Data lines |
◆ ◆ ◆ ◆ ◆ ◆ ◆
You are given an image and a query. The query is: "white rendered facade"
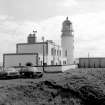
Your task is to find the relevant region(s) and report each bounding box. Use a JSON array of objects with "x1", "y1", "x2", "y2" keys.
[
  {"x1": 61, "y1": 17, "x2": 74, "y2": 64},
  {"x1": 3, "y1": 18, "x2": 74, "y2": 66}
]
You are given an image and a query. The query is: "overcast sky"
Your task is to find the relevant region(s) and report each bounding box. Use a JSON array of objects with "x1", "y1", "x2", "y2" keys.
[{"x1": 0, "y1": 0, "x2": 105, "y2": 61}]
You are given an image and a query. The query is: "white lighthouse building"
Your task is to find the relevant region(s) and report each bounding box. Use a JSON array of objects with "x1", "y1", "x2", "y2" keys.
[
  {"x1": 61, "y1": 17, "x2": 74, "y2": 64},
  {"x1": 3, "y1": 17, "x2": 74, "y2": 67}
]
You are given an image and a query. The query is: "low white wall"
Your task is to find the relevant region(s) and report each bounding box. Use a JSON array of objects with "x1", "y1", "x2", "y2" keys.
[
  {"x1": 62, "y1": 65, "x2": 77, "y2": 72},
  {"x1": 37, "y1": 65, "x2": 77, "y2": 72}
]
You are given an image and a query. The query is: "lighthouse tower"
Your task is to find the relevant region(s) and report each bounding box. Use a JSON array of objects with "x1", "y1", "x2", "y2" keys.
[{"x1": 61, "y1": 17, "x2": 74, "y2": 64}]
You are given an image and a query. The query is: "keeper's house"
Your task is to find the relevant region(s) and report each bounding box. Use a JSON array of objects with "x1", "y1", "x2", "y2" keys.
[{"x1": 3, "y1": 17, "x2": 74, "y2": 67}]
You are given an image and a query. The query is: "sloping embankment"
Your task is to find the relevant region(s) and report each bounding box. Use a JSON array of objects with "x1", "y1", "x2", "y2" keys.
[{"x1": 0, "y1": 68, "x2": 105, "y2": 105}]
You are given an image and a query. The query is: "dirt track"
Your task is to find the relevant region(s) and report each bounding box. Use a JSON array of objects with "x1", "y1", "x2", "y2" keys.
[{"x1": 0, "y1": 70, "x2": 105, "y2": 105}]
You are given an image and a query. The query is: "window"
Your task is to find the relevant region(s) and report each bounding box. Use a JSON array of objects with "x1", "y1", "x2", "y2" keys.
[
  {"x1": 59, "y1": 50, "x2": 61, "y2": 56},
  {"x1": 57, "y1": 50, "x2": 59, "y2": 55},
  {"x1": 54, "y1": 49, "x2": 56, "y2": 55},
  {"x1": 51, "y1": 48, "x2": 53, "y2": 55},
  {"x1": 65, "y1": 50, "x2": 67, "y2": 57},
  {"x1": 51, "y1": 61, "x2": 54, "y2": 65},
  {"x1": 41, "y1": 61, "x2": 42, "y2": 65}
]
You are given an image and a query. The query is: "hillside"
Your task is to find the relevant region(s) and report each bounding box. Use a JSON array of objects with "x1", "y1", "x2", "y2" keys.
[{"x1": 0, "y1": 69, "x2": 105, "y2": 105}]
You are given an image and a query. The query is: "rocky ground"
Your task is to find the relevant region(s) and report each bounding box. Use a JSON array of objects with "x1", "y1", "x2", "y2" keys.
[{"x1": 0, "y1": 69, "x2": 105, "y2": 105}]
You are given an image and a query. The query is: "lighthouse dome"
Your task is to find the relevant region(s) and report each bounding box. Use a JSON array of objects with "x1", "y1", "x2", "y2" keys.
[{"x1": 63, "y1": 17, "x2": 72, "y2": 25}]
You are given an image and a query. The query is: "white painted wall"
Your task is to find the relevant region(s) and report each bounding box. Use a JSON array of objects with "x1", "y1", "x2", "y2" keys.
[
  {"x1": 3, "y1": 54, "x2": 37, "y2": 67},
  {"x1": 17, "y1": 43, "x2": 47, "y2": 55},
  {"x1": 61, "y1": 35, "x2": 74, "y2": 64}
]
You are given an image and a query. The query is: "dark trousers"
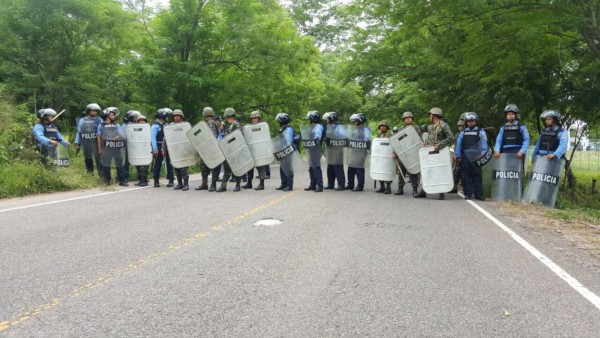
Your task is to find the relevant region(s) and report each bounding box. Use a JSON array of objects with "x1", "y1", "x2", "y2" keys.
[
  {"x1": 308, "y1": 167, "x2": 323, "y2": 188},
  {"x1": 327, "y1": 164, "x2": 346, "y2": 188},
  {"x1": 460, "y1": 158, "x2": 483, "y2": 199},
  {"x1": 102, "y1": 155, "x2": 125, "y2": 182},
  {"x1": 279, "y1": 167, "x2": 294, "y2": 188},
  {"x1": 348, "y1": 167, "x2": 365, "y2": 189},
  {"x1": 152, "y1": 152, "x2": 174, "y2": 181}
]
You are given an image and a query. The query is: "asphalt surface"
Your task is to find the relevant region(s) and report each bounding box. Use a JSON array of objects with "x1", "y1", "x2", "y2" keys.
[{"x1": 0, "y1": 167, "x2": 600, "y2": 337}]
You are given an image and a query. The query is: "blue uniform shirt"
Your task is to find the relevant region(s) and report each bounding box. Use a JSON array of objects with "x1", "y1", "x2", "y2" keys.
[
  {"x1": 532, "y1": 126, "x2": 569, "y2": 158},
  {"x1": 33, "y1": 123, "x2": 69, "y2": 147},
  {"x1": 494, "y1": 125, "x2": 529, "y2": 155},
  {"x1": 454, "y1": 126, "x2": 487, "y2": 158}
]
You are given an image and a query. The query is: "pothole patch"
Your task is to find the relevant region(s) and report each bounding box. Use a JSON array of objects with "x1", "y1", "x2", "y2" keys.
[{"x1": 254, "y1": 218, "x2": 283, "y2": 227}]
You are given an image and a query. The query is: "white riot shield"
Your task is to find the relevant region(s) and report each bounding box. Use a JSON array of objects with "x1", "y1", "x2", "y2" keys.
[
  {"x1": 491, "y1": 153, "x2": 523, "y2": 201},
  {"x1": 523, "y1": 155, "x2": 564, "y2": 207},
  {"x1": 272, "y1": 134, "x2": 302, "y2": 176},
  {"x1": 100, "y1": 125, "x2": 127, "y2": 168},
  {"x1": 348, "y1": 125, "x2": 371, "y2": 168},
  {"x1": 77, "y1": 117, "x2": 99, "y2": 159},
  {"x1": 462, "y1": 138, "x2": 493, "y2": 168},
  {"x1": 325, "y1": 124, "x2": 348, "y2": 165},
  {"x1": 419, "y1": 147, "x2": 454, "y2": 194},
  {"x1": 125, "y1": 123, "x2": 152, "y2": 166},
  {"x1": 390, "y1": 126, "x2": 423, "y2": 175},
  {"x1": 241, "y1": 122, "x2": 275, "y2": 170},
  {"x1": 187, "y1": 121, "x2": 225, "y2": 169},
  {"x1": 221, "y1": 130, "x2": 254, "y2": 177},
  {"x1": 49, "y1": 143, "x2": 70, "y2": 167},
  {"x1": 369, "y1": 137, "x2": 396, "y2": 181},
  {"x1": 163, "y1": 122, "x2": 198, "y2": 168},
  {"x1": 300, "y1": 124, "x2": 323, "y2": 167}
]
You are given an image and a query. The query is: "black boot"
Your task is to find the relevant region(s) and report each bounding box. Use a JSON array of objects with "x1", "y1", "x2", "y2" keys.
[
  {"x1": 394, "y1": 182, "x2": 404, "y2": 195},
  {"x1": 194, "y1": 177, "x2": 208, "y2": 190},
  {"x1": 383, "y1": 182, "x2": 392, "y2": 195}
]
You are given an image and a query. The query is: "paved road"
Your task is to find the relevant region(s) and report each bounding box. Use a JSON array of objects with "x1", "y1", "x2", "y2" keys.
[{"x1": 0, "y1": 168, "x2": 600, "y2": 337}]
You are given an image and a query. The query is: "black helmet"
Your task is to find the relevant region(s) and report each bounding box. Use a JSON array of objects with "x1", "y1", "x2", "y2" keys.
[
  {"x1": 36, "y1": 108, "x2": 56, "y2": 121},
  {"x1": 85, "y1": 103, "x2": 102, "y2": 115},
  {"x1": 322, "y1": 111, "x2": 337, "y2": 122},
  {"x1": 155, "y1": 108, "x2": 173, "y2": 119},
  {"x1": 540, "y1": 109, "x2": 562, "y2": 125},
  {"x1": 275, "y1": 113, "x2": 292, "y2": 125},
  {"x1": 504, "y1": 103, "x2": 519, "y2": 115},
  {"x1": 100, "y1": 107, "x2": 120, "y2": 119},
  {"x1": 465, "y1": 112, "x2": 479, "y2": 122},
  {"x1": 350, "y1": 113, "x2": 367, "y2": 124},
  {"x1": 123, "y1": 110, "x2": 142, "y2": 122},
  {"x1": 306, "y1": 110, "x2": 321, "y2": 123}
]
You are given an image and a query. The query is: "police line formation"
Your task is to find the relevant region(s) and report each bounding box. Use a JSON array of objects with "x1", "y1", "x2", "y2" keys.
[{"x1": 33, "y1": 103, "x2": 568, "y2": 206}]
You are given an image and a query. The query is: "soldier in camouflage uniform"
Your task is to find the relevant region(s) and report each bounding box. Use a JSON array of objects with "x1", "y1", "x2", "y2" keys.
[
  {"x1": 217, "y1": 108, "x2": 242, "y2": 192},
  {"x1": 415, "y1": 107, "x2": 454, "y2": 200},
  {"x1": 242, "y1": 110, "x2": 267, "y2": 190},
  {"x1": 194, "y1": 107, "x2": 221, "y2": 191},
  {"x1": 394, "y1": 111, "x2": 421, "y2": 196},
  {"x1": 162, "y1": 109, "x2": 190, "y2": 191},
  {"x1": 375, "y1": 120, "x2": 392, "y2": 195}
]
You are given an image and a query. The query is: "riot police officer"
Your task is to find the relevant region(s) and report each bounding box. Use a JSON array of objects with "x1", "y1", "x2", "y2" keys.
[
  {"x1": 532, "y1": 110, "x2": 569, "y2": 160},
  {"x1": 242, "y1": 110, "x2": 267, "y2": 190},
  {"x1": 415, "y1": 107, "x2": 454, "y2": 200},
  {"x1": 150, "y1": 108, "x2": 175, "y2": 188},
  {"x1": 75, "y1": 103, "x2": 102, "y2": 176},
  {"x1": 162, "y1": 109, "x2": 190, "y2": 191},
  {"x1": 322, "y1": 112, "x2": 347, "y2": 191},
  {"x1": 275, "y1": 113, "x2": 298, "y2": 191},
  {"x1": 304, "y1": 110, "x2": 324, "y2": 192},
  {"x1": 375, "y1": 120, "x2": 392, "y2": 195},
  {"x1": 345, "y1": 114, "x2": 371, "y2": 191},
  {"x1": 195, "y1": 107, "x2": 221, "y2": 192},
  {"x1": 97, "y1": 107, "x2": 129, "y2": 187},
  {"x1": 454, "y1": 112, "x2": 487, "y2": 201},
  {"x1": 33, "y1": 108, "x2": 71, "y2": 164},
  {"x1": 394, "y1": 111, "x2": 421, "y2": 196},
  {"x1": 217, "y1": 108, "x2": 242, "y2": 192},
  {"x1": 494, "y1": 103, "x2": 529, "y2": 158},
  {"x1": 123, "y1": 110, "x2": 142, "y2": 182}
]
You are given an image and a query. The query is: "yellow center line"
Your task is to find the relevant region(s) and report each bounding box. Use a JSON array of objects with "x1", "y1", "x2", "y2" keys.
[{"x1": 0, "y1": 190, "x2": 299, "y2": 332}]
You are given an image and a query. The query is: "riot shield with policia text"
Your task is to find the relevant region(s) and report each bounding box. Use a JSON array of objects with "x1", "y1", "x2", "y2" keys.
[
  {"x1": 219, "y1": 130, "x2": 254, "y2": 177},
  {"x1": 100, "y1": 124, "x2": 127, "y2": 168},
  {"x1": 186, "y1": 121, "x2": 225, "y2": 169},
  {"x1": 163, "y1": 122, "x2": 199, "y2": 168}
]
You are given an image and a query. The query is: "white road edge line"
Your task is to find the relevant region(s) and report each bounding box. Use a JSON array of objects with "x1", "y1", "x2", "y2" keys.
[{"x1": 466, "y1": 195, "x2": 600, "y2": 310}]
◆ ◆ ◆ ◆ ◆ ◆ ◆
How many lines of the listing above contain the word "lighthouse"? Give only the number.

Finished task | 3